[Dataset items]
'''

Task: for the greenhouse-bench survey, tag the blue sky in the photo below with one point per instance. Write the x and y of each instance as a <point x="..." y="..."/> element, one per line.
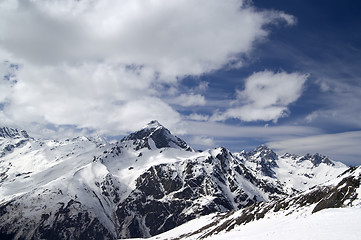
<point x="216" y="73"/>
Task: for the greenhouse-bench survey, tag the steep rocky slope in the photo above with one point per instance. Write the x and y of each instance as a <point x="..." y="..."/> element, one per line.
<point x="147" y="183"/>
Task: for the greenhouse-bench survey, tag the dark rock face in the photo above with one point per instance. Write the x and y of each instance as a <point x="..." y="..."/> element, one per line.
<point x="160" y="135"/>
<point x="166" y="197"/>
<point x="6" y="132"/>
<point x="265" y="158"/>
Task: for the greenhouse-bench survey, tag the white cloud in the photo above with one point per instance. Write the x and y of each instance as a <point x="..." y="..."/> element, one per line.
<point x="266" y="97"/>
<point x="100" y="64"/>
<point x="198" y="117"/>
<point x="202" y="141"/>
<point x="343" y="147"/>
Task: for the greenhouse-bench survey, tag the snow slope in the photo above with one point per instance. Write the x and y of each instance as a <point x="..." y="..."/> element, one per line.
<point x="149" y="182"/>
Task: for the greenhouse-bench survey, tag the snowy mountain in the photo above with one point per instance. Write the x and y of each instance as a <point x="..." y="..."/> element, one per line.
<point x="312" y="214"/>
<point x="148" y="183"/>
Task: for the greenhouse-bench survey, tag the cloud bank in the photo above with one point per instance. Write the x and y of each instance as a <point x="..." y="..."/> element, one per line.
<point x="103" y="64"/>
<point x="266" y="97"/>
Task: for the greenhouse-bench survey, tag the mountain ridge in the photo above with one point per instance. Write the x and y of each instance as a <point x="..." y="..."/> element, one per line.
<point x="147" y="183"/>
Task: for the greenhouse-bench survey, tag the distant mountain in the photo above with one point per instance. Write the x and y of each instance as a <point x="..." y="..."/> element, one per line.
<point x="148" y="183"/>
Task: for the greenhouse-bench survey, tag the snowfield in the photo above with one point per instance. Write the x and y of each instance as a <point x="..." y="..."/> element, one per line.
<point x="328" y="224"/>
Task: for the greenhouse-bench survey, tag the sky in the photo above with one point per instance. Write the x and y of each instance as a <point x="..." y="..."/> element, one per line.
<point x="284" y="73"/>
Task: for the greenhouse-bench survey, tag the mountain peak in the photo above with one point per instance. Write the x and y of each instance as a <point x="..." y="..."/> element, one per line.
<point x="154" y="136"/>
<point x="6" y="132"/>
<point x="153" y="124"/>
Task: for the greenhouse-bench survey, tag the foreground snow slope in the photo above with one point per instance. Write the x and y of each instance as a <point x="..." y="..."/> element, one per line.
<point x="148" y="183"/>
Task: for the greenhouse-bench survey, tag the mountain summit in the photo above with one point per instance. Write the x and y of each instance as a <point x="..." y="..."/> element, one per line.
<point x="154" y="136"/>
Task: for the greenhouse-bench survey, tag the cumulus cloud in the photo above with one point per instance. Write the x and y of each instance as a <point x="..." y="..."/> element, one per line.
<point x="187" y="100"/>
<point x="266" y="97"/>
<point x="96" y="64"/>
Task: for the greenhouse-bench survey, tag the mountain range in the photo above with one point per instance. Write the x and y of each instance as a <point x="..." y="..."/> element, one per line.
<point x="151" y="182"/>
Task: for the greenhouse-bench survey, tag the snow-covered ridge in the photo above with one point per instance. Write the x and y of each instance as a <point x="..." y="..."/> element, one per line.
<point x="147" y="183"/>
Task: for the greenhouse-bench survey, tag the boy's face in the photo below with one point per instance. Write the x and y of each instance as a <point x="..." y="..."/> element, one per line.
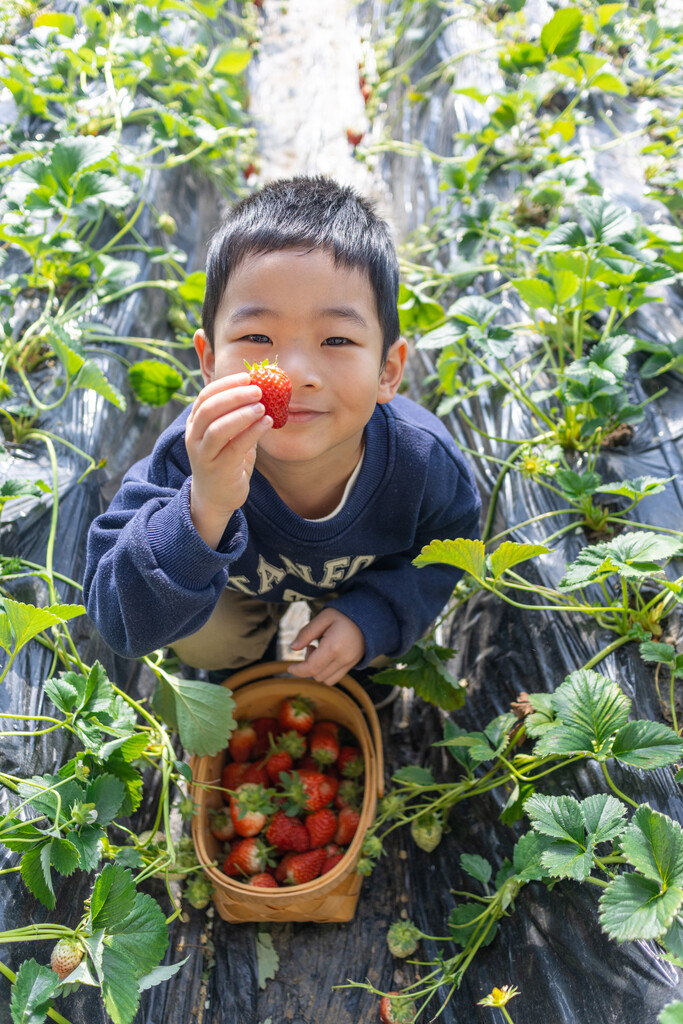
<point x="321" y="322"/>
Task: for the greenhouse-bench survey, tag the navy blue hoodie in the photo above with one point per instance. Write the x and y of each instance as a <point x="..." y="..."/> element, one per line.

'''

WHAT IS REQUIRED: Repeat the lines above exactly, and keep every picture out.

ANSWER TO THIS PROBLEM:
Task: for the greenhouse-bench survey, tag the blue sky in the photo below with one point per instance. Write the x and y of each instance as a <point x="..." y="..."/> element, one per line.
<point x="216" y="73"/>
Task: for the greenhouse-bench survey, tag the steep rocky slope in the photo above with one point per instance. Write the x and y of each instance as a <point x="..." y="..."/> element, one per line.
<point x="147" y="183"/>
Task: for the greenhouse-bench survey, tag the dark rock face in the photo above with one point per instance. Write the x and y of each instance as a <point x="..." y="..."/> element, one per line.
<point x="160" y="135"/>
<point x="166" y="197"/>
<point x="6" y="132"/>
<point x="265" y="158"/>
Task: for the greenhouse-bench survey, tag the white cloud in the photo above with one point per instance. Write the x and y of each instance as a <point x="..." y="..."/> element, one per line.
<point x="266" y="97"/>
<point x="100" y="64"/>
<point x="198" y="117"/>
<point x="202" y="141"/>
<point x="343" y="147"/>
Task: for the greenhouse-bench survey, tag the snow slope in the photo above with one point per instance. Write the x and y of each instance as a <point x="..." y="..."/> element, one per line.
<point x="149" y="182"/>
Task: for the greenhouse-bench survey, tag the snowy mountain in the photo above with one point per instance. Write the x and y of each instance as a <point x="..." y="..."/> element, one per line.
<point x="312" y="214"/>
<point x="148" y="183"/>
Task: for the greenhouse-bench survey, tag the cloud bank in the photo above with one point per instance. Write the x and y of each instance as a <point x="..." y="..."/> element, one per line.
<point x="103" y="64"/>
<point x="266" y="97"/>
Task: for the greenhouse-bench survey, tag the mountain ridge in the photo above with one point per instance. Write the x and y of each instance as a <point x="..." y="..."/> element, one per line.
<point x="147" y="183"/>
Task: for the greenhouse-bench survey, tag the distant mountain in the photo above with one point per instance. Write the x and y of each instance as a <point x="..." y="..."/> element, one per line.
<point x="148" y="183"/>
Task: for the greenhouse-bench survey, tag the snowfield in the photo above with one point per instance. Write the x and y of each instance as a <point x="..." y="..."/> element, one per line.
<point x="328" y="224"/>
Task: for the greenhouse-bench survey, tag the sky in the photo above with one point per instance. Write the x and y of each instance as a <point x="..." y="..."/> element, one per line.
<point x="284" y="73"/>
Task: for the greenhouse-bench survey, tag the mountain peak in the photo above with one point per instance. Write the x and y of each instance as a <point x="..." y="..."/> element, one per line.
<point x="154" y="136"/>
<point x="6" y="132"/>
<point x="153" y="124"/>
Task: for the greenhouse-bench survey, tag the foreground snow slope in the photo above with one point per instance. Write the x and y of each instance as a <point x="..." y="..."/> element, one per line.
<point x="148" y="183"/>
Task: for the greenhouse-bench survey, tag the mountain summit in the photo above with one point per instance. Write the x and y of each instance as a <point x="..." y="..."/> element, one per line.
<point x="154" y="136"/>
Task: for the greenhouse-bench survey, tag the cumulus cloud in the photo above with one point per instance. Write the x and y of each instance as a <point x="..." y="..."/> element, one per line.
<point x="187" y="100"/>
<point x="266" y="97"/>
<point x="96" y="64"/>
Task: for the greenhouse-bench survey, tag the mountain range in the photo above with one point per instance. Write the x and y of each instance as a <point x="..." y="..."/> element, one per line.
<point x="151" y="182"/>
Task: for the greenhouse-bench survey, tag the snow-covered ridge in the photo above with one point per instance. Write the x and y of each instance as a <point x="..." y="..."/> element, one per line.
<point x="147" y="183"/>
Task: for the greenhouse-bench survey, tag the boy's face in the photo below with one point per instance. Write the x and y of each instance as a <point x="..." y="..."/> element, one per line.
<point x="321" y="322"/>
Task: for the greenhouse-bench survey, tag the navy blue hoodie in the photo above with one point per instance. Write the x and y of each instance as a <point x="..." y="..."/> element, one per line.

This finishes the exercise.